▶ Work instructions:
Copy every line of the records below word for word, keeping the layout unchanged.

*** Stored records

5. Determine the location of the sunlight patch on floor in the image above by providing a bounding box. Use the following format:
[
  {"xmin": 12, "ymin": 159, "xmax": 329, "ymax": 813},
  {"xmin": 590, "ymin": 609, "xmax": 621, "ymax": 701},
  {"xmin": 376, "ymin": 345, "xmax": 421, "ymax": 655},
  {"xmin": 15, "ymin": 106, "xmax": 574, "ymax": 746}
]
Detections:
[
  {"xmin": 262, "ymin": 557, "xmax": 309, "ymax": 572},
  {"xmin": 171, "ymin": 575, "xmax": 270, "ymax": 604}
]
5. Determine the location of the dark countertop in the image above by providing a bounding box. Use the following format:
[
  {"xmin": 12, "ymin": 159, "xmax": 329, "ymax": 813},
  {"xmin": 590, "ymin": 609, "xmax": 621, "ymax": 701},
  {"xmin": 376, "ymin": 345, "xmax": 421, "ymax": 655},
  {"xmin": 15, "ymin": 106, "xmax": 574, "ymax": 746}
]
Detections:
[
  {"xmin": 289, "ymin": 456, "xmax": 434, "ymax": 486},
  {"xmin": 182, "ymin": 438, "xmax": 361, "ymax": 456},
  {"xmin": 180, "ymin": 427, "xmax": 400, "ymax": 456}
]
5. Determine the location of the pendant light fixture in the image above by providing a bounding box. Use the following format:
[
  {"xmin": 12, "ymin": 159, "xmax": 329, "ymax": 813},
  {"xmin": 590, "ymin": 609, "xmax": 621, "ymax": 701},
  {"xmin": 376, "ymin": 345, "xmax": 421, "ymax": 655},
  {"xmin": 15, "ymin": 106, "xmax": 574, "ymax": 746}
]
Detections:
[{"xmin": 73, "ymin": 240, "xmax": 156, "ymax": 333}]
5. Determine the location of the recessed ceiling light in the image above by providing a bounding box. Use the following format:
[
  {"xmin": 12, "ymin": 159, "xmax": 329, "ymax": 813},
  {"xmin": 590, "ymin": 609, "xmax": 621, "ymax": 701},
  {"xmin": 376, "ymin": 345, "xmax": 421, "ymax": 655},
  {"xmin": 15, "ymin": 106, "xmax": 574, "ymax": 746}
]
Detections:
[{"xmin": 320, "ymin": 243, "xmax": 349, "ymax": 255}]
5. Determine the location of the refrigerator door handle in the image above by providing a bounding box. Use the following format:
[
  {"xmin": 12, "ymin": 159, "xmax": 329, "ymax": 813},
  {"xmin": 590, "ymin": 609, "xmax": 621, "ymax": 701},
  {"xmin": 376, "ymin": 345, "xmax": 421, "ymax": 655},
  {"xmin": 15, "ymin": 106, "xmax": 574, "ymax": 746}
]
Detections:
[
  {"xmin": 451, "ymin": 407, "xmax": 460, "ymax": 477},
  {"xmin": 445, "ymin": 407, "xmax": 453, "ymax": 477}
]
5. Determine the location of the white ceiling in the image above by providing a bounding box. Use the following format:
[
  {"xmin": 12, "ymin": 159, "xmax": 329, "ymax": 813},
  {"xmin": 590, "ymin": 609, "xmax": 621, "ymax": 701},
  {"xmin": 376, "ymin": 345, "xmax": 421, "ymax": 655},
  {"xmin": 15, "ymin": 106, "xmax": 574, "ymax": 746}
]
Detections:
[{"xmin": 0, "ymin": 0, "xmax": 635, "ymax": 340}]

******

▶ Exercise answer:
5. Determine the location of the sunlight patch on floor in the image above by providing a bounding box. Use the following format:
[
  {"xmin": 12, "ymin": 159, "xmax": 329, "ymax": 813},
  {"xmin": 590, "ymin": 609, "xmax": 621, "ymax": 701},
  {"xmin": 376, "ymin": 345, "xmax": 421, "ymax": 655},
  {"xmin": 15, "ymin": 106, "xmax": 574, "ymax": 746}
]
Detections:
[
  {"xmin": 262, "ymin": 557, "xmax": 309, "ymax": 572},
  {"xmin": 171, "ymin": 575, "xmax": 270, "ymax": 604}
]
5. Determine the location of the dark countertop in the image above by providing a bounding box. Use the following format:
[
  {"xmin": 12, "ymin": 159, "xmax": 329, "ymax": 813},
  {"xmin": 590, "ymin": 609, "xmax": 621, "ymax": 701},
  {"xmin": 376, "ymin": 345, "xmax": 421, "ymax": 655},
  {"xmin": 15, "ymin": 106, "xmax": 574, "ymax": 746}
]
Detections:
[
  {"xmin": 289, "ymin": 456, "xmax": 434, "ymax": 486},
  {"xmin": 182, "ymin": 438, "xmax": 361, "ymax": 456},
  {"xmin": 180, "ymin": 427, "xmax": 400, "ymax": 456}
]
5. Determine the location of the pendant light fixture in the image above by providing a bounding box. Use the following format:
[
  {"xmin": 12, "ymin": 159, "xmax": 329, "ymax": 813},
  {"xmin": 590, "ymin": 609, "xmax": 621, "ymax": 701},
  {"xmin": 376, "ymin": 345, "xmax": 421, "ymax": 655},
  {"xmin": 15, "ymin": 106, "xmax": 574, "ymax": 746}
]
Detections:
[{"xmin": 73, "ymin": 240, "xmax": 156, "ymax": 333}]
5. Determine the location of the recessed ceiling light in the image above by providing a bounding box. Use the following format:
[
  {"xmin": 12, "ymin": 159, "xmax": 329, "ymax": 813},
  {"xmin": 590, "ymin": 609, "xmax": 621, "ymax": 701},
  {"xmin": 376, "ymin": 345, "xmax": 421, "ymax": 655},
  {"xmin": 15, "ymin": 106, "xmax": 574, "ymax": 746}
]
Detections:
[{"xmin": 320, "ymin": 243, "xmax": 349, "ymax": 255}]
5. Determine the location of the refrigerator door handle in the image above by providing a bounding box. Use the following format:
[
  {"xmin": 12, "ymin": 159, "xmax": 329, "ymax": 813},
  {"xmin": 590, "ymin": 609, "xmax": 621, "ymax": 701},
  {"xmin": 376, "ymin": 345, "xmax": 421, "ymax": 655},
  {"xmin": 15, "ymin": 106, "xmax": 574, "ymax": 746}
]
Detections:
[
  {"xmin": 451, "ymin": 407, "xmax": 460, "ymax": 477},
  {"xmin": 445, "ymin": 407, "xmax": 453, "ymax": 477}
]
5. Determine the location of the white ceiling in the image above by providing a bounding box. Use the following format:
[
  {"xmin": 12, "ymin": 159, "xmax": 329, "ymax": 813},
  {"xmin": 590, "ymin": 609, "xmax": 621, "ymax": 701},
  {"xmin": 376, "ymin": 345, "xmax": 421, "ymax": 655},
  {"xmin": 15, "ymin": 106, "xmax": 574, "ymax": 746}
]
Detections:
[{"xmin": 0, "ymin": 0, "xmax": 635, "ymax": 340}]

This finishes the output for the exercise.